** Opening Source text block **
We are in the middle of a war, so all the chatter I am hearing in my circles, from both sides of the partisan divide—and everything in between—about buying guns is not so surprising. 

Even Ephesians encourages believers in the Messiah to arm themselves. We are to put on the belt of truth, take up the shield of faith, wear the helmet of salvation, and wield the sword of the Spirit (6:13-17).

The author of Ephesians encourages us to dress up like Roman soldiers.

That’s no small thing. Fashion moves us. 

Remember that time you finally fit into those tight jeans or that expensive dress you never thought you would fit into… and then immediately booked a flight to New York to walk the runway during Fashion Week? Or, remember the time that you got a great haircut, and you seriously thought, “I could be a rockstar with this hair.”

Playing dress up as a Roman soldier is not as innocent as it seems. 

And before you think I am overthinking this, consider that the author of Ephesians, just a few verses earlier, explicitly commands us to adopt a Roman lifestyle. 

Just before asking us to dress up like Roman soldiers, he commands wives to submit to their husbands, and slaves to obey their masters.

If it’s any consolation, he does request that husbands and masters, masters and husbands, treat their property with kindness (5:21-6:9).

That’s so cringe. I know. 

It’s also very, very Roman lifestyle advice. 

But like every text written in wartime—Ephesians is all about a clash of cultures—it resists simplicity.

VI.

Earlier in the letter, the author of Ephesians declares, “I’m telling you this, and I insist on it in the Lord: you shouldn’t live your life like the [the Romans] anymore. . .” (4:17).  [unstated exegetical note: It is because the author moves in this direction that I emphasize the Roman cultural connections rather than the Jewish ones. The author of Ephesians was likely Jewish. See Daniel Boyarin’s excellent study, Dying for God: Martyrdom and the Making of Christianity and Judaism (1999), for an analysis of the overlap between Jewish and Roman cultures, along with its main theme: how Judaism and Christianity eventually became distinguishable religions].

But in the middle of his musical, let’s call it, The Roman Family Musical, the author offers some Roman advice that is actually sound: he tells us to avoid anger. [Underlying source: see Martha Nussbaum, Anger and Forgiveness: Resentment, Generosity, Justice (2016) for a sophisticated and careful analysis of the character of anger.]

The Romans, and the Greeks before them, believed that anger was a female thing. They thought males were rational and disciplined, and females were childish and prone to excess.

One thing is certain: when you lack control over your own body, anger does feel empowering.
** Closing Source text block **
According to the essay on Ephesians, what did the Romans and the Greeks before them believe about anger?
** Opening Data section block **
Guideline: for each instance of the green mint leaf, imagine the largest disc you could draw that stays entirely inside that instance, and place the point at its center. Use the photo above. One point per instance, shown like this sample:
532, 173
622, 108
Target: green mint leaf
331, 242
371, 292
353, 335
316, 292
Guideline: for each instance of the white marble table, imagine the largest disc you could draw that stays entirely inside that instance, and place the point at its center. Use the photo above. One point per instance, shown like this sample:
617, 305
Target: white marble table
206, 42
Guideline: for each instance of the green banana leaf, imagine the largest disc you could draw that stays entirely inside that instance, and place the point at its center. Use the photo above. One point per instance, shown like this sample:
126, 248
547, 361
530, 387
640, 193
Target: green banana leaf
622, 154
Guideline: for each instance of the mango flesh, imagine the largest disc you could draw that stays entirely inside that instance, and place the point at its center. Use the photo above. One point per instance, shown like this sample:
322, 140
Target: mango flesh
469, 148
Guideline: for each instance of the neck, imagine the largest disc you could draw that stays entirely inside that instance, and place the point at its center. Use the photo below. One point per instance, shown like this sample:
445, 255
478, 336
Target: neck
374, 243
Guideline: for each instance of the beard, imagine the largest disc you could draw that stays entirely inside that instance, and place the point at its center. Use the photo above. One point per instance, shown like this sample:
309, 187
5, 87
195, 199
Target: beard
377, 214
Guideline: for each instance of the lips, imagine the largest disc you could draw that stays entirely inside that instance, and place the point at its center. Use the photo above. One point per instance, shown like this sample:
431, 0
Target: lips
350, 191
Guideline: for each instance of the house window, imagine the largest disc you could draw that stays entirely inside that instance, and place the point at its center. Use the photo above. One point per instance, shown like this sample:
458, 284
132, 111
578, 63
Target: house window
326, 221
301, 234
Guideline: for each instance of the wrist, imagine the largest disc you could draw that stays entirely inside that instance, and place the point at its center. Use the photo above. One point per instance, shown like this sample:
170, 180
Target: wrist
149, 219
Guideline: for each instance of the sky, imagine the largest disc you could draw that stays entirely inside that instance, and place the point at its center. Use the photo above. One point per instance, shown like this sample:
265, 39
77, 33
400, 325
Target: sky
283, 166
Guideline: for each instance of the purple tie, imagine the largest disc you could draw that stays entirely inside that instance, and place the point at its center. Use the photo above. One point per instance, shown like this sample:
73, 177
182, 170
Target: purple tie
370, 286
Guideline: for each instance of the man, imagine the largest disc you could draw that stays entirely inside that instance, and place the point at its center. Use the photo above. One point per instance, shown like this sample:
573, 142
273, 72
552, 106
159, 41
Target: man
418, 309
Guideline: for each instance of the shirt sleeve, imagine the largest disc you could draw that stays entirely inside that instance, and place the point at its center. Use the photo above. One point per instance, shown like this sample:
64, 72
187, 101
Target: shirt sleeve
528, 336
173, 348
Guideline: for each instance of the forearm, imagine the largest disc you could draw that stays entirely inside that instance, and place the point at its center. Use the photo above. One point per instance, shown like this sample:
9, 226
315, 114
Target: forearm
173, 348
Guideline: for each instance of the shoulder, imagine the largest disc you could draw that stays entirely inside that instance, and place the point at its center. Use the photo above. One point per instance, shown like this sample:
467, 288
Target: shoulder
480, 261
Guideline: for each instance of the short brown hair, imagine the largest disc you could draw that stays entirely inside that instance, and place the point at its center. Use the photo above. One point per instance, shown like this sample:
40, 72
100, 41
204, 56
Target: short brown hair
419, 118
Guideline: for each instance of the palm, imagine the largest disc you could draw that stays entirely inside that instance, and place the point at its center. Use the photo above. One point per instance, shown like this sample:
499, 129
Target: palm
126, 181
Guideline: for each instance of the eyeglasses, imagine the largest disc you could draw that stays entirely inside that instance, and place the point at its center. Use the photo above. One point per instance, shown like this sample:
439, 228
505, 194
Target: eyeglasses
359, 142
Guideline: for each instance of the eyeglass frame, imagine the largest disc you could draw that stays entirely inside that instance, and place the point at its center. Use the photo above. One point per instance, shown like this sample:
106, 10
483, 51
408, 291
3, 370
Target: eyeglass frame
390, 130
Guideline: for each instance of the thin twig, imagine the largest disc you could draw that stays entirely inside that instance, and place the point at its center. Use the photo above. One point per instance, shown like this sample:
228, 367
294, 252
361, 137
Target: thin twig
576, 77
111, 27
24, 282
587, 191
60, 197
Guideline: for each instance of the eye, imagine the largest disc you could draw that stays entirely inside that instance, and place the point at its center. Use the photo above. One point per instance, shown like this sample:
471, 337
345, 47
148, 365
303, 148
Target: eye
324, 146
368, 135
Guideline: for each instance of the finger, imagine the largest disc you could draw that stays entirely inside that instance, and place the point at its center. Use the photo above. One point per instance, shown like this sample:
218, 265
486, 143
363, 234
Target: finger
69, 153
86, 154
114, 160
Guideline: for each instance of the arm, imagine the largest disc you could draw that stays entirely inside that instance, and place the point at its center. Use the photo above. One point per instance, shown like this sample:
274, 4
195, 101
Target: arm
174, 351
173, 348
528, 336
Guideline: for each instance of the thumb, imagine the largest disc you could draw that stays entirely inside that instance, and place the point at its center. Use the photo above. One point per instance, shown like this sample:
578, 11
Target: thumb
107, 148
** Closing Data section block **
Answer box = They believed that anger was a female thing.